* _Exercise instructions_:
(1) Write out, word for word, the passage of the forum thread about deer that opens with the words containing "I was thinking" and closes with "I can't wait!".
(2) In the forum thread about deer, how many deer did the man at the pub say he had hit with the same truck?
(3) Carry on the forum thread about deer from the point where it stops.

* _Excerpt to read_:
= = = = = = =

# See it now!



## DJRooster (Nov 4, 2002)

I can already see the headlines, "Record number of deer liscenses available!" With all the corn out there will be even more deer next year and.....


----------



## mallardhunter (May 15, 2004)

I was thinking more like "A New Record Buck Harvested Today" :beer:


----------



## Booster (Sep 8, 2003)

How about "New Record of Deer HIT!" I can see lots and lots of cars hitting deer this year. I drove home yesterday to bismarck and had to stop at least 10 times for deer in the road. I wish we could just go to a limit on deer and shoot like two a day to get rid of those stupid things! Anyway, just five more anxious days until the big day. I can't wait!


----------



## mallardhunter (May 15, 2004)

I had to stop for a pretty nice buck yesterday comming home from duck hunting.


----------



## Remmi_&amp;_I (Dec 2, 2003)

There was a big bodied deer laying beside the interstate on Saturday........ missing it's entire head. Someone must have wanted a wall hanger pretty bad to have cut the head off a roadside deer!


----------



## Niles Short (Mar 18, 2004)

think I'am going to attach a dozer bucket to my Blazer and get my limit by driving in the ditches at night :x :x


----------



## Booster (Sep 8, 2003)

I was home this past weekend doing some scouting/goose hunting and stopped into the local pub for a few drinks. I was talking to a guy who was talking about deer. He told me that he has hit 32 deer with the same truck! He only has put $500 into it to fix. I am not sure if that was bs or not until I looked at his truck. It was a old style dodge with a thick metal piece on the front of it. I think I am going to get one of those for this years season. At least I will save on ammo. :sniper:


----------



## Niles Short (Mar 18, 2004)

ran into same thing talking to a farmer last weekend and he said come here let me show you my truck. We go around to the front and he has this huge homemade bumper guard in front - it looked like somthing out of some wild car chase movie with Arnold in it. He smiles and says 'I don't have to slow down to much....


----------



## Ryan.Anderson (Oct 12, 2004)

lol niles. I suppose all it was missing was some spikes sticking out!!


----------



## Jimr (Nov 5, 2004)

theres been 16 hit here now in the last week ...unfortunatlly the gf' was in one of the vehicles :s...and they diddnt have ram bars LOL...totaled the vehicle :s big buck


----------



## Remmi_&amp;_I (Dec 2, 2003)

= = = = = = =

* _Recorded information_:
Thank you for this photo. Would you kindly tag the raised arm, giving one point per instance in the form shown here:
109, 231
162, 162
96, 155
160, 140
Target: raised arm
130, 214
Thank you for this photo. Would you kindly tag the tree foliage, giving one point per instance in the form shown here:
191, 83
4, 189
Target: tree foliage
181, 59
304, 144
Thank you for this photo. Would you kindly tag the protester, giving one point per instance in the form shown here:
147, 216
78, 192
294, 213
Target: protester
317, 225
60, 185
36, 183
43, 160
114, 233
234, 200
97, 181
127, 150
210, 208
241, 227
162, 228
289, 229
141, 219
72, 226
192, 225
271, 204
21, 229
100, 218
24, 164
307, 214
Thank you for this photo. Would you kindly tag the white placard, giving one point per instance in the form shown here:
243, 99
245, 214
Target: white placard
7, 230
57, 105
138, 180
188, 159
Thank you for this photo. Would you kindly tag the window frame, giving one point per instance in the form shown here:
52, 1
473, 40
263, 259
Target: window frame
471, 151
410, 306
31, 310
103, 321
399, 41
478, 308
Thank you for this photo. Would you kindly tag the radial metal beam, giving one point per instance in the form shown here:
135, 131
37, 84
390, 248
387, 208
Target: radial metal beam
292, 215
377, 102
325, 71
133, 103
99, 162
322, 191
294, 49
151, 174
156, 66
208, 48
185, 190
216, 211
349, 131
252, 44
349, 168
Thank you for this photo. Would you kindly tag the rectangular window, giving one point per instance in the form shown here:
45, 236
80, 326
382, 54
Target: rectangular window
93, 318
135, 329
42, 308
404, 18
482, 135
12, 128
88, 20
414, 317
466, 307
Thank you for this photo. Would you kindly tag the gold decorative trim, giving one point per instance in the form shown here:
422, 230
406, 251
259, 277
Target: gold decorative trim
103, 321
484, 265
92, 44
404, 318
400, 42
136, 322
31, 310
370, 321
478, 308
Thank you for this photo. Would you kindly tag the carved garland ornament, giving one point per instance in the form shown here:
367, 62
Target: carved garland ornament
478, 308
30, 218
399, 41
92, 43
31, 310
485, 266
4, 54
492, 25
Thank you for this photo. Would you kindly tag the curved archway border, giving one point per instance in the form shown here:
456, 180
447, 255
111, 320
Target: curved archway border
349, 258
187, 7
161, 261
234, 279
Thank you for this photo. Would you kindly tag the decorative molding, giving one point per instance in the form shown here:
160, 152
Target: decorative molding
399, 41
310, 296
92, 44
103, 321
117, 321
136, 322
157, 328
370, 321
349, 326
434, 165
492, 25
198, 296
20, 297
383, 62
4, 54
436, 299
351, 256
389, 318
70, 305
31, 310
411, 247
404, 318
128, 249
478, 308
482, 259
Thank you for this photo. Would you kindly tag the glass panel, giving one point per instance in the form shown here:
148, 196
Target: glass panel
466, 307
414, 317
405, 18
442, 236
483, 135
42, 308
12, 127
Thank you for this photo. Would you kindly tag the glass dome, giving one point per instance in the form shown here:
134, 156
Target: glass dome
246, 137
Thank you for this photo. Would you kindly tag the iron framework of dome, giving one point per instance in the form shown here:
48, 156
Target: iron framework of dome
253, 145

= = = = = = =

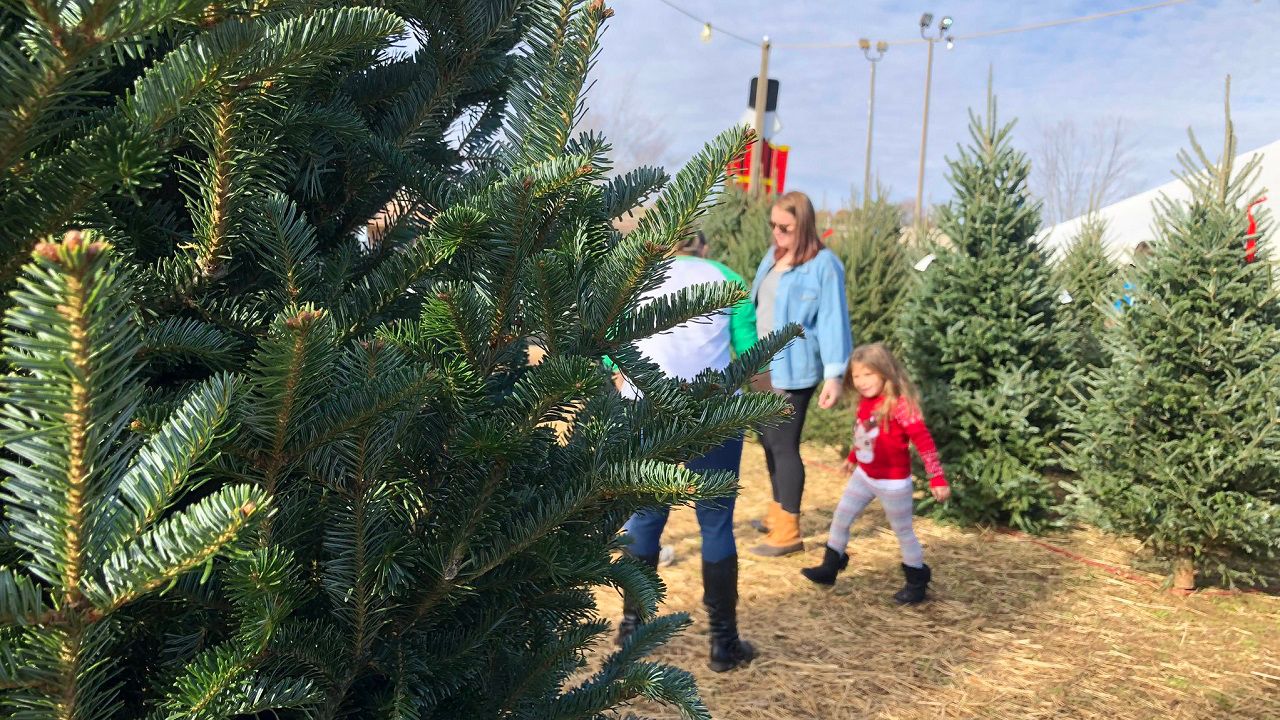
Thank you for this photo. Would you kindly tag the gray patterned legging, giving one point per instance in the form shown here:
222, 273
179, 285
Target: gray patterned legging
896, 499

= = = = = = =

* _Answers below_:
(1)
I was thinking more like "A New Record Buck Harvested Today" :beer:


----------



## Booster (Sep 8, 2003)

How about "New Record of Deer HIT!" I can see lots and lots of cars hitting deer this year. I drove home yesterday to bismarck and had to stop at least 10 times for deer in the road. I wish we could just go to a limit on deer and shoot like two a day to get rid of those stupid things! Anyway, just five more anxious days until the big day. I can't wait!

(2) 32 deer.

(3)
Hunting was tough with all of the standing crop where we hunt. Talked to a few farmers that said if we havn't filled our tags by the last weekend we could walk their standing crop to get them out. Did anyone push corn this weekend?


----------



## Booster (Sep 8, 2003)

We walked some standing corn and let me tell you it SUCKED! That really is hard to find deer in. The guys that were posting for us said that there were deer running every where in there but I didn't see hardly any. We did manage to kick out a really nice buck out of it though and ended up getting it. It was a 5x5 about 19.5 in. wide. It was really thick too. The people that messured it said that it scored from 155 to 160 and was in the lead for the big buck contest. It got up two corn rows over from me and ran right in front of me but I had already filled my tag. It was a nice one!


----------



## djleye (Nov 14, 2002)

I hunt MN about 20 miles south of Fargo. If not for the river bottoms we would have struggled. We pushed one buck(huge) out of some corn up on th efarmland about 6 miles from the river but there were few deer seen once we got away from the river because of all the standing corn. The ones that were in the river bottoms were not big deer but deer non the less. I am thinking muzzleloader and/or bow could be some dandys still around!!!


----------



## duckslayer (Oct 30, 2003)

:sniper:


----------



## KEN W (Feb 22, 2002)

Same thing with the sunflowers here....deer running around but wouldn't come out.Some fields are full sections.


----------



## DeltaBoy (Mar 4, 2004)

I shot my doe posting outside of a corn field. Deer were running all over the place out of the corn. Better go and get a few more doe tags...

A couple of guys in our hunting party shot two nice bucks. One of the bucks has a 24 inch inside spread! I will post pictures when I get them developed.


----------



## Field Hunter (Mar 4, 2002)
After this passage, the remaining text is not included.